■ GIVEN RECORDS:
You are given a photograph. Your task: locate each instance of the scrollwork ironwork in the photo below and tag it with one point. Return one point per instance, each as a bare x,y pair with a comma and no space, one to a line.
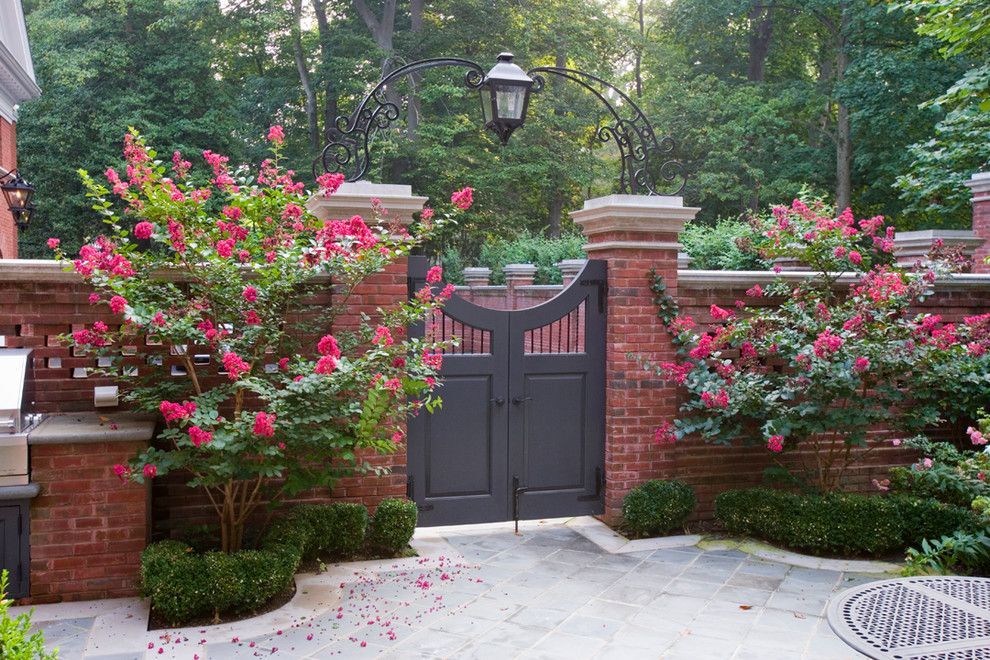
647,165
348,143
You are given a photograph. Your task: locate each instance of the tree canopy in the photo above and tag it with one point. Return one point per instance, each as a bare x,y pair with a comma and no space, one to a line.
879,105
--
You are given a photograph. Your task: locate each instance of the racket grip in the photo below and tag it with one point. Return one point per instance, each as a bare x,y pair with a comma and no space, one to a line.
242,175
* * *
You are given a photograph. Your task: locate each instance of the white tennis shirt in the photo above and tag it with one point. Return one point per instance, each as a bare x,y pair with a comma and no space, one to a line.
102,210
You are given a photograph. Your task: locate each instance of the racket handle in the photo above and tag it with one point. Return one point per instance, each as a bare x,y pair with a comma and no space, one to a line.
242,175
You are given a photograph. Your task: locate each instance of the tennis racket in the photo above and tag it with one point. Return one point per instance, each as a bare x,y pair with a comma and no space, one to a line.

■ EXERCISE PROMPT:
Look above for the line holding "of the white". Print it and every line after it, exactly, through the line holding "of the tennis".

■ RESULT OF THIS TASK:
You are given a photograph. Your task: locate each instance of the white tennis shirt in the photo above and tag it with one point. Return one point per instance, each as a bare x,y pair with a comma and no space, one to a line.
102,210
You are given a photograph. Your task: locate each instance of the racket handle in the photo above and tag it with one point. Return one point per instance, each as a bare x,y pair with a comma and no space, one to a line.
242,175
You are given a photograph. Your task: locate each instance of the tennis racket in the photo above and tag it with one point. Return one point per instance, each as a bare x,y pair with a comma and no space, one to a line.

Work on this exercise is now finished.